• Provided text:
######

# Description of Notebook
In this Notebook we will create the states for the Job Scheduling Problem in the deterministic case.<br>
In every non-final state an action can be taken, leading to one of the successor states. Therefore, we construct a function that computes every possible state of a given problem environment by representing it with an initial state and iteratively transitioning to every feasible successor state.<br> Here, a state corresponds to a moment in a schedule in which a decision has to be taken, i.e. a Machine becomes free. The actions therefore consist of turning it off or assigning a Job to it. Since we approach this problem from the perspective of Deep Q-Learning, every state needs a Q-value for every feasible action. These will induce the target values. Finally, we will define a composite function executing all these steps.<br>

Policies can be deduced from the states and their Q-values. These are equivalent to scheduling rules. A function will be given to compute the optimal as well as a random Policy.

# Code

In [None]:
#import dependencies
import operator
import random
import numpy as np
import copy
import time
import pickle
import import_ipynb
from Jobs_and_Machines import *
from Global_Variables import *

### Class of States
The idea is that the Machines will be processing the Jobs. Whenever a Job finishes, a Machine gets free and therefore an action has to be taken. This situation will be represented with a State.<br>
Feasible actions in this state are to assign a pending Job to the free Machine or to shut it down, which means it cannot be used anymore from here on.<br>
If all Jobs have been assigned and/or processed already, the state is final and no decision has to be taken.<br>
In case that more than one Machine is free at some point, we will always use the free Machine with the lowest index first. After having taken an action on it, it is not free anymore and we move to the next state, which will happen to have the same time, to take care of the next free Machine.

A State consists of these environmental information:

   1. Time
   2. Remaining Jobs
   3. Machines that are still on duty
   4. Machine upon which an action shall be performed
   5. Free Machines
   6. Remaining processing time of occupated Machines
    
The State also needs information about how it is related to other States:
   1. ID of State
   2. Predecessor State
   3. Action that led to this state
   4. Transition Costs from predecessor to current State
   5. A dictionary mapping every action to the corresponding succesor states as well as a list of all successor States
   6. Optimal Future Costs for every action (Q-Values)
   
Finally, it needs its information stored as data that the Neural Network can process:
   1. Input
   2. Target
   
However, these will only be computed in the Notebook [Data_for_NN.ipynb](https://github.com/Dieguinho1612/Job-Scheduling-Deep-Reinforcement-Learning/blob/main/Notebooks/Data_for_NN.ipynb).

In [None]:
class states:
    def __init__(self, time, jobs_remaining, machines_on_duty,
                 free_machines, machine_runtimes, predecessor):
        
        #time
        self.time = time
        
        #information about the jobs
        self.jobs_remaining = jobs_remaining #"one" if job is still remaining, "zero" if it was assigned already
        
        #information about the machines
        self.machines_on_duty = machines_on_duty #"one" if machine is still on duty, "zero" if it was shut down already
        self.machine = None #index of the free machine on which an action shall be taken, will be added later
        self.free_machines = free_machines #"one" if machine is free, "zero" if it is occupied or shut down
        self.machine_runtimes = machine_runtimes #remaining runtime of every machine
        
        #predecessor and successors
        self.ID = None #ID of the state, will be given after all states were created
        self.predecessor = predecessor #what was the predecessor state
        self.successors = None #the successor states will be added when creating the entire tree of states
        
        #costs and actions
        self.costs = None #cost to transition from the predecessor state to the current one
        self.action = (None, None) #action to transition from the predecessor state to the current one
        self.transition_dic = {} #dictionary of all feasible actions and the successor states to which they lead
        
        #optimal future costs
        self.backtracking = 0 #will be used in calculating the Qvalues
        self.Qvalues = [None]*(n+1) #i-th entry stands for assigning job i, n+1-entry for deactivating currently free machine
        
        #data for Neural Network
        self.input = None
        self.target = None

### Creation of States
We will now define all necessary functions so that the states can be created.

######

• Data supplied:
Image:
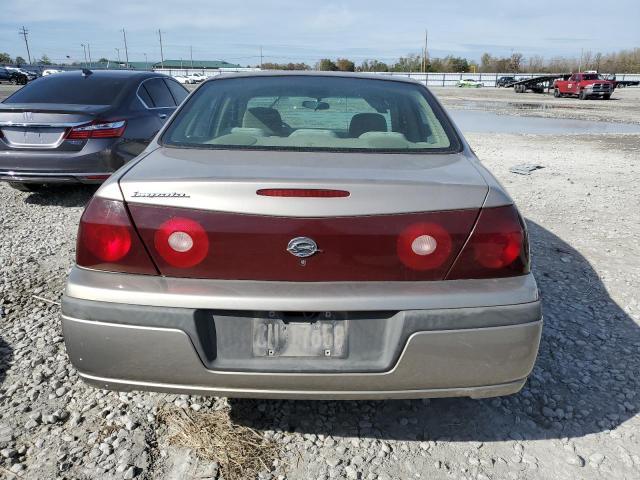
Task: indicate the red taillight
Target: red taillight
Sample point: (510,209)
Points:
(98,129)
(108,241)
(497,247)
(424,246)
(181,242)
(303,192)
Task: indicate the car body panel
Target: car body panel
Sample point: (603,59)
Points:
(382,339)
(68,160)
(227,181)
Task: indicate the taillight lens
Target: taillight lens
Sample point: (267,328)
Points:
(181,242)
(108,241)
(98,129)
(424,246)
(497,247)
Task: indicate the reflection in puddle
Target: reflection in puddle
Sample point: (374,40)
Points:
(473,105)
(473,121)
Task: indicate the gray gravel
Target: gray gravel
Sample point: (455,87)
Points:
(576,418)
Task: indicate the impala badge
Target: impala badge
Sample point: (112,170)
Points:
(302,247)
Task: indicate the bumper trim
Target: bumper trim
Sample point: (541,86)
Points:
(158,291)
(485,391)
(45,177)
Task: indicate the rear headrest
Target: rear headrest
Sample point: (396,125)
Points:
(267,119)
(366,122)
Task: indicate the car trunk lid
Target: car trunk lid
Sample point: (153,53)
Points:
(367,235)
(42,126)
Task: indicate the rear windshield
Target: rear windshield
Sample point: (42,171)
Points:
(77,90)
(312,113)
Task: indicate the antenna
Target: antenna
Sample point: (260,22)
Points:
(24,32)
(161,54)
(126,50)
(84,49)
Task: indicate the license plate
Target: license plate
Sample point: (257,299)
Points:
(274,337)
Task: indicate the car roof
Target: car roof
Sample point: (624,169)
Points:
(314,73)
(112,74)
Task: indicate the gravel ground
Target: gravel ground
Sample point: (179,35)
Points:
(577,417)
(622,107)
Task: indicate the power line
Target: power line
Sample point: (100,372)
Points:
(24,32)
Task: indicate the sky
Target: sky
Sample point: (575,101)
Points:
(305,30)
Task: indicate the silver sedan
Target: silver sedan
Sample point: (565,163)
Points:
(304,235)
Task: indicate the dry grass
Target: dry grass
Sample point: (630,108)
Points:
(240,452)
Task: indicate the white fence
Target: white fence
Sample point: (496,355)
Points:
(431,79)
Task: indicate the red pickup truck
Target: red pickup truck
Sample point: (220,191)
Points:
(584,85)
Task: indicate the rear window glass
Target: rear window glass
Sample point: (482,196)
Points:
(71,89)
(178,91)
(313,113)
(159,92)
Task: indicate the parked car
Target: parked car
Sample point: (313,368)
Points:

######

• Short problem A: In the records, copy the lines starting with the line that contains "Task: indicate the parked car" and going on through the last line of the records.
• Short problem B: Pick up the job scheduling notebook after its final sentence and continue it.
The records are unrelated to the job scheduling notebook.

• Final answer A:
Task: indicate the parked car
Target: parked car
Sample point: (313,368)
Points:

• Final answer B:
In [None]:
#Create every possible state
def create_all_states(from_state=None):
    
    #initiate list of states
    list_states = []
    
    #if not starting from a current state, create initial state
    if from_state:
        initial_state = from_state
    else:
        initial_state = create_initial_state()
    ID = 0
    
    #list of current states
    current_states = [initial_state]
    
    #go through every current state, save their successors, add current states to list of all states
        #then define successor states as current states, clear list of successor states and repeat until done
    while current_states:
        
        #empty list of all successor states
        successor_states = []
        
        #create and add all successor states of current states
        for state in current_states:
            
            #give ID
            state.ID = ID
            ID += 1
            
            #list of all successors of this state
            state_successors = []
            
            #create one state for every remaining job assigned to the free machine with lowest index
            if sum(state.jobs_remaining) > 0:
                
                #get current machine as object
                machine = list_machines[state.machine]
                
                #loop through jobs
                for index, job in enumerate(list_jobs):
                    #check if the job still has to be done
                    if state.jobs_remaining[index] == 1:
                        #assign job to machine
                        state_successors.append(assign_job(state,job,machine))    
                
                #check if turning it off is an option
                if sum(state.machines_on_duty) > 1:                       
                    #add successor state created by shutting down machine
                    state_successors.append(turn_off_machine(state, machine))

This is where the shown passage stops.